# Hi HTS! Room size question here



## justin72 (Mar 7, 2013)

Noob here, 
I am planning to upgrade my take classic to something more powerful. I keep hearing about small/medium/large rooms...is there some sort of standard to go by? I was leaning towards the Aperion intimus 4t hybrid. My listening/viewing area is about 12x15 but the room is 15x20. unfortunately the room isn't dedicated, it's sort of cut in half. Half den, half eating area. Is this ht area considered small? Any info would be great! Thanks.:help: Cathedral ceiling too.


----------



## tonyvdb (Sep 5, 2007)

15x20 would be about medium sized, the height of your ceilings will also play a big part.


----------



## Jungle Jack (Jul 28, 2009)

Hello,
Welcome to HTS. Upgrading from the Energy Take Classic should provide for a major upgrade. Aperion makes a great speaker. 
Cheers,
JJ


----------



## mechman (Feb 8, 2007)

Welcome to the forum. Good to have you aboard! :T


----------



## JQueen (Jan 11, 2012)

Welcome to the Shack!


----------



## koyaan (Mar 2, 2010)

I would think you'd need to consider the full 15X20 as room size as the system will need to cope with the space acoustically and the cieling hieght also makes the room larger.


----------



## justin72 (Mar 7, 2013)

Thanks for the welcomes and the advice! I am having a hard time navigating this site still so sorry for not replying sooner.


----------

Instructions =>
• a. Condense the paragraph in the room size thread that begins "I am planning to upgrade my take classic" into a short bulleted list that keeps its main facts.
• b. In the entries, rewrite the lines between the one holding "Outline smoke haze." and the one holding "xmin=951 ymin=829 xmax=1008 ymax=844", inclusive, replacing "space-delimited" with "space-separated" and leaving everything else unchanged.

Dataset extract =>

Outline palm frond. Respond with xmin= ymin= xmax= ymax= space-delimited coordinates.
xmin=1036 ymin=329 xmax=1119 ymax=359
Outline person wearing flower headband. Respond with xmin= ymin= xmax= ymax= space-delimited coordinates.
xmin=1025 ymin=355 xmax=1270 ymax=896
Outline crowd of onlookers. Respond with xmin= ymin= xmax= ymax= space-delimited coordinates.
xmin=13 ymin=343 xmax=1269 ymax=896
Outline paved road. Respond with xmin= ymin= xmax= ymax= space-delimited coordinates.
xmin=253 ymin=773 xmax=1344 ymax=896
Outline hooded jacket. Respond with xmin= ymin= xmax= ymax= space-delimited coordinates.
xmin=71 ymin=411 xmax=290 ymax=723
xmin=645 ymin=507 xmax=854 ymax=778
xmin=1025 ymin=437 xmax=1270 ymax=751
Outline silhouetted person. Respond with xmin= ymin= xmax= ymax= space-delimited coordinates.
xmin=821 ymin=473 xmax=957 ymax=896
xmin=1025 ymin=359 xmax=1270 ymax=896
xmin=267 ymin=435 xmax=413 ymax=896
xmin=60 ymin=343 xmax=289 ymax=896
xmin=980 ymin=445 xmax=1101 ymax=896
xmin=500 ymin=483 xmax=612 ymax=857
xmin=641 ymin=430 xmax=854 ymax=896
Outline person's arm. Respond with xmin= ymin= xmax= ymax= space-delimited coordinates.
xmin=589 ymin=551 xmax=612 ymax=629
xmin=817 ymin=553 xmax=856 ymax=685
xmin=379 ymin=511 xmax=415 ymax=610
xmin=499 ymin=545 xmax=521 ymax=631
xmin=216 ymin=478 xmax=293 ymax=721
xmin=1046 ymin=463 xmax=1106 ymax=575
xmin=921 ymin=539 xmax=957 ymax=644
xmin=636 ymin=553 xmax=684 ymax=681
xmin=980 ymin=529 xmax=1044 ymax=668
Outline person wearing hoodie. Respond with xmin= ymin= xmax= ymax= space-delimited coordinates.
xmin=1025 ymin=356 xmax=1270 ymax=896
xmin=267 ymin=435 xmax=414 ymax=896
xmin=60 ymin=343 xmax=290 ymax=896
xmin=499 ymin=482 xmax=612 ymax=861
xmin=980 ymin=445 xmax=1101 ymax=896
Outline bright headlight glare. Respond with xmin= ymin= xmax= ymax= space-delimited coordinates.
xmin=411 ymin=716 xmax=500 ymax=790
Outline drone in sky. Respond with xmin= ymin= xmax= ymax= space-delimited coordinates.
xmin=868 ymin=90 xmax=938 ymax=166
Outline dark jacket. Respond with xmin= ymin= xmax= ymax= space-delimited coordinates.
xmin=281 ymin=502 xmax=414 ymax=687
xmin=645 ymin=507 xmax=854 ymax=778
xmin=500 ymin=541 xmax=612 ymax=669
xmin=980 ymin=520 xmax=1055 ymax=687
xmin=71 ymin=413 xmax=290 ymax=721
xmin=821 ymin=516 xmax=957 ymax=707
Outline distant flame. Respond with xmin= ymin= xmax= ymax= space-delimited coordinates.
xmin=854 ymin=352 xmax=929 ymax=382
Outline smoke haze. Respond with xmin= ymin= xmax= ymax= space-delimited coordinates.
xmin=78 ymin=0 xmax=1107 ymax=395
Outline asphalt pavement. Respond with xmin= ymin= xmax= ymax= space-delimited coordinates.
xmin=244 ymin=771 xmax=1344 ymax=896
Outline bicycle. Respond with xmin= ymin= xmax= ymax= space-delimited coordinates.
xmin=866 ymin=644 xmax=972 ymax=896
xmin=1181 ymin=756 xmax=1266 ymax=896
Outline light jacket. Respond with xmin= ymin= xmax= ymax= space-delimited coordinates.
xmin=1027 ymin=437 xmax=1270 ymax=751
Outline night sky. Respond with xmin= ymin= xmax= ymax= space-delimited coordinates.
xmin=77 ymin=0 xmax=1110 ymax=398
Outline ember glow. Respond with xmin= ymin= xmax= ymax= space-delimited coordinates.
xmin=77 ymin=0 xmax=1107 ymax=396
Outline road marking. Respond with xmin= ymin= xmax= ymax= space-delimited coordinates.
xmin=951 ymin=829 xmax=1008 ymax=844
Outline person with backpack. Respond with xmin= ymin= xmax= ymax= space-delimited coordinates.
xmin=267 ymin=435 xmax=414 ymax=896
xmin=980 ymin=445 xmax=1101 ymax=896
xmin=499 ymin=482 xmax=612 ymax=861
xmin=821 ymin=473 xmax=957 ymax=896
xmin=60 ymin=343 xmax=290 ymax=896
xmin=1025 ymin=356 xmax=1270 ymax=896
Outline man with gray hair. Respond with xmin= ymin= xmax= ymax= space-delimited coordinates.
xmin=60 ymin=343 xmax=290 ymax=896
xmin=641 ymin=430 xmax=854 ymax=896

Outputs by task =>
• a.
- Plans to upgrade from a Take Classic to something more powerful and is leaning toward the Aperion Intimus 4T Hybrid.
- Keeps hearing about small, medium and large rooms and asks whether there is a standard to go by.
- The listening/viewing area is about 12x15, but the whole room is 15x20.
- The room isn't dedicated. It is split into half den and half eating area.
- Asks whether this home theater area counts as small.
- The room has a cathedral ceiling.

• b.
Outline smoke haze. Respond with xmin= ymin= xmax= ymax= space-separated coordinates.
xmin=78 ymin=0 xmax=1107 ymax=395
Outline asphalt pavement. Respond with xmin= ymin= xmax= ymax= space-separated coordinates.
xmin=244 ymin=771 xmax=1344 ymax=896
Outline bicycle. Respond with xmin= ymin= xmax= ymax= space-separated coordinates.
xmin=866 ymin=644 xmax=972 ymax=896
xmin=1181 ymin=756 xmax=1266 ymax=896
Outline light jacket. Respond with xmin= ymin= xmax= ymax= space-separated coordinates.
xmin=1027 ymin=437 xmax=1270 ymax=751
Outline night sky. Respond with xmin= ymin= xmax= ymax= space-separated coordinates.
xmin=77 ymin=0 xmax=1110 ymax=398
Outline ember glow. Respond with xmin= ymin= xmax= ymax= space-separated coordinates.
xmin=77 ymin=0 xmax=1107 ymax=396
Outline road marking. Respond with xmin= ymin= xmax= ymax= space-separated coordinates.
xmin=951 ymin=829 xmax=1008 ymax=844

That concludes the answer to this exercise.